Segmentation mask data:
::::
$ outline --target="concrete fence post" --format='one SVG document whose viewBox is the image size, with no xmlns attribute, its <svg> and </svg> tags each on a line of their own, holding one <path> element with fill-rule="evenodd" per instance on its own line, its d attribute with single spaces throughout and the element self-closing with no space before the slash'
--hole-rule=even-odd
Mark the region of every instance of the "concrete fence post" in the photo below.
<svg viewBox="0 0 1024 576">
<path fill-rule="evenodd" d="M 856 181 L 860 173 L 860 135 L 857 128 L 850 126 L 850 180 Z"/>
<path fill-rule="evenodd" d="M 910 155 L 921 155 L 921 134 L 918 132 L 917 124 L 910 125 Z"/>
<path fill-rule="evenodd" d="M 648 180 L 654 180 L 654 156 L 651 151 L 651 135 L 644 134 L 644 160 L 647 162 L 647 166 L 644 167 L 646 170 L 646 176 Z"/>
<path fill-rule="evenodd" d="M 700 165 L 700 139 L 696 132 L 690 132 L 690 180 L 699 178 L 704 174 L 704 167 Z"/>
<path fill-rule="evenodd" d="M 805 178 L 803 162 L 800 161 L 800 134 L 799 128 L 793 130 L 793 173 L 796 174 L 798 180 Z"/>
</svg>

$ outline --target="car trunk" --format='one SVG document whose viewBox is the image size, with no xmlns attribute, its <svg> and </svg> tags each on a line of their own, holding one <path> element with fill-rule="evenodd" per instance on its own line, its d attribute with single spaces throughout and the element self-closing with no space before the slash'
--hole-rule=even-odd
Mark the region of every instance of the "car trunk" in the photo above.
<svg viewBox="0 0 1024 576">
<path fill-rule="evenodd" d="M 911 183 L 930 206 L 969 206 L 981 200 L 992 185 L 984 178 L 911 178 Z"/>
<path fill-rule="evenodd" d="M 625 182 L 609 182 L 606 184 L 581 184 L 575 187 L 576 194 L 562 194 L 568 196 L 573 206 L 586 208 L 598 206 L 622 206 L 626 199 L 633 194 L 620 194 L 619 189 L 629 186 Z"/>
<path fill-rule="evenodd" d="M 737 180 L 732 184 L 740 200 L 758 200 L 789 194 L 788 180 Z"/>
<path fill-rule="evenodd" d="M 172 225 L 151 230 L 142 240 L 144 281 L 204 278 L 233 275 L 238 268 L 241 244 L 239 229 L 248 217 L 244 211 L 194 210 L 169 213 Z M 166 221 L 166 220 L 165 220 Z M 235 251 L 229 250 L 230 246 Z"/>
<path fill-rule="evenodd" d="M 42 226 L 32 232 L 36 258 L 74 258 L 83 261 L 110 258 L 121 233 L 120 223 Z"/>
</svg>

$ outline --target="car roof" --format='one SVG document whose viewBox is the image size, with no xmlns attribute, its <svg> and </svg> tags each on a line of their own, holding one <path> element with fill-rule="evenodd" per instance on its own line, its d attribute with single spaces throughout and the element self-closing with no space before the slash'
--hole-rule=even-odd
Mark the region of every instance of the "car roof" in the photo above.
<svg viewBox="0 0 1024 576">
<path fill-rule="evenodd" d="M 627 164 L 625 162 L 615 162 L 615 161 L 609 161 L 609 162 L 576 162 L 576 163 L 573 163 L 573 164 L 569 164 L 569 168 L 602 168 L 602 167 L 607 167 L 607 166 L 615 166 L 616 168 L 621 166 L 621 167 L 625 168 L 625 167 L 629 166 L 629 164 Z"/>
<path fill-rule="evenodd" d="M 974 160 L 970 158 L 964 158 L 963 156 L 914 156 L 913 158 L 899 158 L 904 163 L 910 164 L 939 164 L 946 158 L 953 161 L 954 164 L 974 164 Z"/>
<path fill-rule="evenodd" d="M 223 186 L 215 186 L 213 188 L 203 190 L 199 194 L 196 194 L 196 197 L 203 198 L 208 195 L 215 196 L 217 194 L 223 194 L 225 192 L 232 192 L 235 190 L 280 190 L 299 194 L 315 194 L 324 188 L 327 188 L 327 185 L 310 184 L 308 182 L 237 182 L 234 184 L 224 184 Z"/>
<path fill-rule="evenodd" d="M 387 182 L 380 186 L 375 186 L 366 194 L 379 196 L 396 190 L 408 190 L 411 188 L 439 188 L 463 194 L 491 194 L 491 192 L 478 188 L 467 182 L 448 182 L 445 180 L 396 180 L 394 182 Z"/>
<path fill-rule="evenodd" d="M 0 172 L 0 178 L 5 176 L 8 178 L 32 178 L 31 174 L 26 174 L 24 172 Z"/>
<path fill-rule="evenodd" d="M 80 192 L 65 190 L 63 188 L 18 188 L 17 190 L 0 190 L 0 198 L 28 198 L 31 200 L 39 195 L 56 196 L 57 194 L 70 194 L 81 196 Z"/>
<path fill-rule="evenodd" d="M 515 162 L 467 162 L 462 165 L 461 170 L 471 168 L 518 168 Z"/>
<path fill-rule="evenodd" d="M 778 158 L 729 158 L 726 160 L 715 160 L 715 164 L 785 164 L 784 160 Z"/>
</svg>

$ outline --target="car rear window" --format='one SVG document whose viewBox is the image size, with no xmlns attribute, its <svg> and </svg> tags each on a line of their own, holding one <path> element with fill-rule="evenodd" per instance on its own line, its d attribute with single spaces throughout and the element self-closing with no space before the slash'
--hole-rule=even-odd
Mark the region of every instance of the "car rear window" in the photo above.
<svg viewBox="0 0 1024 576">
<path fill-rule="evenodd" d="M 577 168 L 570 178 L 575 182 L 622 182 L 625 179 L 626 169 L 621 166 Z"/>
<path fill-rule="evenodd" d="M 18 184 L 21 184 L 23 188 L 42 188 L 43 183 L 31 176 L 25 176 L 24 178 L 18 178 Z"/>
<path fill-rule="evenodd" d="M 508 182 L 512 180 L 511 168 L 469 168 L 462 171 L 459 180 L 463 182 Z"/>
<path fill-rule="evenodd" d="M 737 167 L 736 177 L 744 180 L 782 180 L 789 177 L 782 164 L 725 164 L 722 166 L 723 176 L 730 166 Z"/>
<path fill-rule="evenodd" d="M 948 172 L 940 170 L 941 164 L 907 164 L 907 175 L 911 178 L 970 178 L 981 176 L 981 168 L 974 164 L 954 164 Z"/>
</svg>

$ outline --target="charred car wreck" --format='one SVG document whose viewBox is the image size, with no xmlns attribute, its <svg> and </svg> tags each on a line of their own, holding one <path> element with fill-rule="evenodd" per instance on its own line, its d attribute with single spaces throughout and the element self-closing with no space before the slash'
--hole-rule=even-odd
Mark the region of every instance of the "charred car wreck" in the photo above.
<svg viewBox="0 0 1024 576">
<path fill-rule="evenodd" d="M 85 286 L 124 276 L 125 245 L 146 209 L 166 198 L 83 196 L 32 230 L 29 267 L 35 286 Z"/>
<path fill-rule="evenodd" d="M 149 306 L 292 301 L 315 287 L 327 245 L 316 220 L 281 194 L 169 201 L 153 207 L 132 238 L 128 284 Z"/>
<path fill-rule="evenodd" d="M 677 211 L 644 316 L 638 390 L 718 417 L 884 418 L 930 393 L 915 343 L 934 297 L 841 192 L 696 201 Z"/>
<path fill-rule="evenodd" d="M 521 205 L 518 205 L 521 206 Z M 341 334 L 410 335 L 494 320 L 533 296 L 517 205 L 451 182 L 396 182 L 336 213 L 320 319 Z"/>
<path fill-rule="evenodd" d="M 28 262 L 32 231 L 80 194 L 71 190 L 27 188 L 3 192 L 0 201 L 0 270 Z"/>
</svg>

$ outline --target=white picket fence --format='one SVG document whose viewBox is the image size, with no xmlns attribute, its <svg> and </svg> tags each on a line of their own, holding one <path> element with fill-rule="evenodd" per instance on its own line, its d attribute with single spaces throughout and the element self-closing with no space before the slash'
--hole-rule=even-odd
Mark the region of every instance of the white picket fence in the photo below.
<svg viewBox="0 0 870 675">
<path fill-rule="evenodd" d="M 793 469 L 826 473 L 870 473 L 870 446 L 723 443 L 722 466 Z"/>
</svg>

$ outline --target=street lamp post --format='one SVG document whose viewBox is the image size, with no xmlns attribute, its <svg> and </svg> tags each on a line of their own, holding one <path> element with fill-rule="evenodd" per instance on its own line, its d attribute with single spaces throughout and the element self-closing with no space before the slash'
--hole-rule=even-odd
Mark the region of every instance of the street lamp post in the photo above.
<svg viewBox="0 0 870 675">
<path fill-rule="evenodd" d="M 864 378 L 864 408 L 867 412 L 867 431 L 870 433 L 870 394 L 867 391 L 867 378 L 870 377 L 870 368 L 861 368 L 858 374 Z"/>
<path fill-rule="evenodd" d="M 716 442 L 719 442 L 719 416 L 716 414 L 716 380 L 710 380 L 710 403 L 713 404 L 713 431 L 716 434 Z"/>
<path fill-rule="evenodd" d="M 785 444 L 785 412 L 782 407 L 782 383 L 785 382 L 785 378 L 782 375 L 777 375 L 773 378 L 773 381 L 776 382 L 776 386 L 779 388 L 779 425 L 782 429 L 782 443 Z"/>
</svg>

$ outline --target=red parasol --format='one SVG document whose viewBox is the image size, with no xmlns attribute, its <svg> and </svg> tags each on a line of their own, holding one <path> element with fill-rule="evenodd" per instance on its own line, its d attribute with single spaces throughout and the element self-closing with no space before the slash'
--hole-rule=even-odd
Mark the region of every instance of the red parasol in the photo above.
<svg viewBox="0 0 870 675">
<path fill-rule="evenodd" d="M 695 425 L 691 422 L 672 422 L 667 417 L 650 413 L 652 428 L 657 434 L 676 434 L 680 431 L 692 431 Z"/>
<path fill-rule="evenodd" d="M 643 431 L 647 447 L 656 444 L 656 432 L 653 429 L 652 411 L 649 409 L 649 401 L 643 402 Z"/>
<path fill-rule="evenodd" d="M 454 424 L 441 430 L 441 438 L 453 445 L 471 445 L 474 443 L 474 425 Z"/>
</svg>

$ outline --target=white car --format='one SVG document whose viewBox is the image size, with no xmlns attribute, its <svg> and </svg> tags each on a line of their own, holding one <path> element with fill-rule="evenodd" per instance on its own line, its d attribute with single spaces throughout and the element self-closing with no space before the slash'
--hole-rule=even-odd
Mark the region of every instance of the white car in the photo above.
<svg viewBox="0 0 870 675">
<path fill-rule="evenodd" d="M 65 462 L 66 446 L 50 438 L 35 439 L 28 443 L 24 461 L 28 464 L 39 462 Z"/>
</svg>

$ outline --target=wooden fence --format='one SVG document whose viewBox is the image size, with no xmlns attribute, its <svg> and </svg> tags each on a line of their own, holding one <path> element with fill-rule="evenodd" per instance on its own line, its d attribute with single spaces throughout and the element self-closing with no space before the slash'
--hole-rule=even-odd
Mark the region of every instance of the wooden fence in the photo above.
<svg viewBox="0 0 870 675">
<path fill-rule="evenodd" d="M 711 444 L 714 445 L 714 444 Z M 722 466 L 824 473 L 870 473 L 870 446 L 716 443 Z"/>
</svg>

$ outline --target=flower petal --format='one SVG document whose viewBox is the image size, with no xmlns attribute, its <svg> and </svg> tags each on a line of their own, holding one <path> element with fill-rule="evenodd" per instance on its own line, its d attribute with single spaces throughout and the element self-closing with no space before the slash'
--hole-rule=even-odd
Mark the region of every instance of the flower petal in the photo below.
::::
Using the entries above, give again each line from the one containing "outline --target=flower petal" through the last line, exactly and only those.

■ **Finished exercise**
$ outline --target=flower petal --format='one SVG document whose viewBox is the image size, with no xmlns attribute, its <svg> and </svg> tags each on a line of their own, holding one <path> element with fill-rule="evenodd" per instance on its own line, its d attribute with single spaces throughout and the element self-closing with no space before the slash'
--hole-rule=even-odd
Mark the region of every instance of the flower petal in the photo below.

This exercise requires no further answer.